This exercise requires every record to be repeated exactly.

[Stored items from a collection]
------------------------------------------------------------------------
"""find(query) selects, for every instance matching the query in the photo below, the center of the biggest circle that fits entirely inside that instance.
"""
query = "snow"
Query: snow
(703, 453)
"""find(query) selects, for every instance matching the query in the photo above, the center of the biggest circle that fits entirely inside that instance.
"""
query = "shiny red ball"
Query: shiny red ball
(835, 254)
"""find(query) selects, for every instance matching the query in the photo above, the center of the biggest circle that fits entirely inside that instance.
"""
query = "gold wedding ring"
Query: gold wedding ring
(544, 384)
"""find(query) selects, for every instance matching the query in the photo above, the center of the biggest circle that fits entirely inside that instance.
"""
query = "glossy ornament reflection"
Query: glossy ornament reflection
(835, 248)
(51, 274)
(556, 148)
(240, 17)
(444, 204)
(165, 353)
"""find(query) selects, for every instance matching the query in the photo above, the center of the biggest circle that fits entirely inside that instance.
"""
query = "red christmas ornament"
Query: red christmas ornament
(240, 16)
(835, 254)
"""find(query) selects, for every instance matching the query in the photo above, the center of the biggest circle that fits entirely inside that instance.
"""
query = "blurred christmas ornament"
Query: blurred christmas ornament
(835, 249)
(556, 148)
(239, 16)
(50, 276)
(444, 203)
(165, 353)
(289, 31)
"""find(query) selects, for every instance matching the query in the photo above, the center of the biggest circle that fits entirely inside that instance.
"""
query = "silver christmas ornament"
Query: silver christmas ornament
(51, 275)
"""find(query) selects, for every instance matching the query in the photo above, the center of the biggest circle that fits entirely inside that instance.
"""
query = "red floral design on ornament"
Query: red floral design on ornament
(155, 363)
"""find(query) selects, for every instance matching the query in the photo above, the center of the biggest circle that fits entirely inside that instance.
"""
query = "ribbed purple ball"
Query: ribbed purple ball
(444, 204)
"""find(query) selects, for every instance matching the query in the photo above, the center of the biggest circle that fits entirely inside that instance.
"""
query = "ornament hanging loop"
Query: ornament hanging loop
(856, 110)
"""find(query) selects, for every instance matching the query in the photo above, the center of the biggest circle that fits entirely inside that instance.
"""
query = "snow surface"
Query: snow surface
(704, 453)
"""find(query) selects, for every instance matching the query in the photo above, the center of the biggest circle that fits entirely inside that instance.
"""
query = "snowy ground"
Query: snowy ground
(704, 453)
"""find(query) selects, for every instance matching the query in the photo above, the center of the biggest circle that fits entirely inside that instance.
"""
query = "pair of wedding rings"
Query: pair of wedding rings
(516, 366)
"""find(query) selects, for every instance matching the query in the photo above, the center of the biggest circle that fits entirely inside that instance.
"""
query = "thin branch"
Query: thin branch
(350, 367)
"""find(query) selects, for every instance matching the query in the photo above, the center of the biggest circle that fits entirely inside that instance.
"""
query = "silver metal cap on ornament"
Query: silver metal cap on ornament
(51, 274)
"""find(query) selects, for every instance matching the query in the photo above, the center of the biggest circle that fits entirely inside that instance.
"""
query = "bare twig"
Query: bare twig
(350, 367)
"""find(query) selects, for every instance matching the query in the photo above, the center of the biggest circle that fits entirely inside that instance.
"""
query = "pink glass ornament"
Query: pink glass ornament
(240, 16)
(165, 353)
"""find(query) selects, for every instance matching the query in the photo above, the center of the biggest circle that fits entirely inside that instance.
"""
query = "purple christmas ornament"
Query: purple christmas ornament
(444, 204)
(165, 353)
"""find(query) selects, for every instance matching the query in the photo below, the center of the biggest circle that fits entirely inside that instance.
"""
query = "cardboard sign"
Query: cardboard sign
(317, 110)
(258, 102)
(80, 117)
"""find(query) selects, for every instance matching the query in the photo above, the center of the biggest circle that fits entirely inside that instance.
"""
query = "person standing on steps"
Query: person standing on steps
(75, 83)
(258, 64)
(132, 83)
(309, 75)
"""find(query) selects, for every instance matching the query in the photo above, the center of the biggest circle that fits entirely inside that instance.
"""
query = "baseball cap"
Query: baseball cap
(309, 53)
------------------------------------------------------------------------
> _RESPONSE TO THIS TASK_:
"""find(query) selects, for every instance matching the query in the photo below, the center of the biggest circle that fits entirely inside that instance.
"""
query = "snow"
Query: snow
(703, 453)
"""find(query) selects, for every instance matching the query in the photo above, the center of the biggest circle that fits entirely inside that instance.
"""
query = "shiny red ball"
Query: shiny red ball
(835, 254)
"""find(query) selects, for every instance matching the query in the photo above, the center of the biggest circle that fits entirely inside that instance.
"""
query = "gold wedding ring"
Query: gold wedding ring
(544, 384)
"""find(query) selects, for every instance matching the query in the photo above, the center of the biggest circle that fits entirely inside that instance.
"""
query = "glossy ornament reflection"
Query: glossy ornament reflection
(835, 248)
(51, 274)
(556, 148)
(240, 17)
(444, 204)
(165, 353)
"""find(query) selects, for every instance matching the query in the photo above, the center of the biggest circle that fits entirely inside that instance.
"""
query = "red christmas ornament"
Query: red christmas ornament
(240, 16)
(835, 254)
"""find(query) selects, for every instance matching the query in the photo above, the center of the biggest circle that fits entirely inside that instance.
"""
query = "blurred christmas ornament"
Query: blurred christmas ornament
(835, 249)
(556, 148)
(239, 16)
(50, 276)
(444, 203)
(165, 353)
(289, 31)
"""find(query) selects, for every instance matching the query in the photo above, the center of the biggest circle that fits entirely inside that instance.
"""
query = "silver christmas ornament"
Query: silver christmas ornament
(51, 275)
"""find(query) selects, for every instance matching the query in the photo above, the center of the biggest circle that fits entirely inside that instance.
"""
query = "red floral design on ornament"
Query: red floral design on ornament
(155, 363)
"""find(query) selects, for every instance matching the query in the photo above, the center of the biggest circle that fits entirely inside that instance.
"""
query = "ribbed purple ball"
Query: ribbed purple ball
(444, 204)
"""find(query) selects, for every instance matching the query in the photo above, the center of the biggest circle that fits entirely inside that instance.
"""
query = "ornament hanging loop"
Query: ornament hanging loop
(856, 110)
"""find(query) selects, for every instance matching the query in the photo above, the center of the biggest circle that fits entirely inside that instance.
"""
query = "snow surface"
Query: snow surface
(704, 453)
"""find(query) selects, for every instance matching the query in the photo above, the center of the biggest circle that fits entirely inside that instance.
"""
query = "snowy ground"
Query: snowy ground
(704, 453)
"""find(query) selects, for every instance matching the query in the photo above, the center of the biggest circle that fits entirely inside that instance.
"""
query = "pair of wedding rings"
Query: pair of wedding rings
(516, 366)
"""find(query) selects, for every instance matching the query in the photo above, the center of the biggest circle that fits entirely inside that instance.
"""
query = "thin branch"
Query: thin branch
(350, 367)
"""find(query) selects, for every instance matching the query in the photo above, the center of the biggest circle that fits entirely inside that instance.
"""
query = "silver metal cap on ornament"
Query: silver metal cap on ornament
(51, 274)
"""find(query) selects, for every instance matching the query in the photo above, the center of the biggest circle that fits entirely inside that instance.
"""
query = "bare twig"
Query: bare twig
(350, 367)
"""find(query) selects, for every instance matching the query in the photo above, the center of the biggest circle that fits entirely inside that instance.
"""
query = "pink glass ornament"
Query: pink glass ornament
(240, 16)
(165, 353)
"""find(query) selects, for every instance matching the query in the photo above, the center of the biggest circle that fits entirely inside that instance.
"""
query = "purple christmas ornament"
Query: purple christmas ornament
(444, 204)
(165, 353)
"""find(query) selects, for every instance matching the query in the photo below, the center of the biggest circle that fits entirely inside that instance.
"""
query = "cardboard sign"
Query: cardboard sign
(317, 110)
(258, 102)
(80, 117)
"""find(query) selects, for every instance matching the query in the photo above, the center of the biggest circle that fits entirely inside that instance.
"""
query = "person standing on steps"
Query: person standing on steps
(75, 83)
(258, 64)
(132, 83)
(309, 75)
"""find(query) selects, for every instance matching the query in the photo above, the center of the biggest circle that fits entirely inside that instance.
"""
query = "baseball cap"
Query: baseball cap
(309, 53)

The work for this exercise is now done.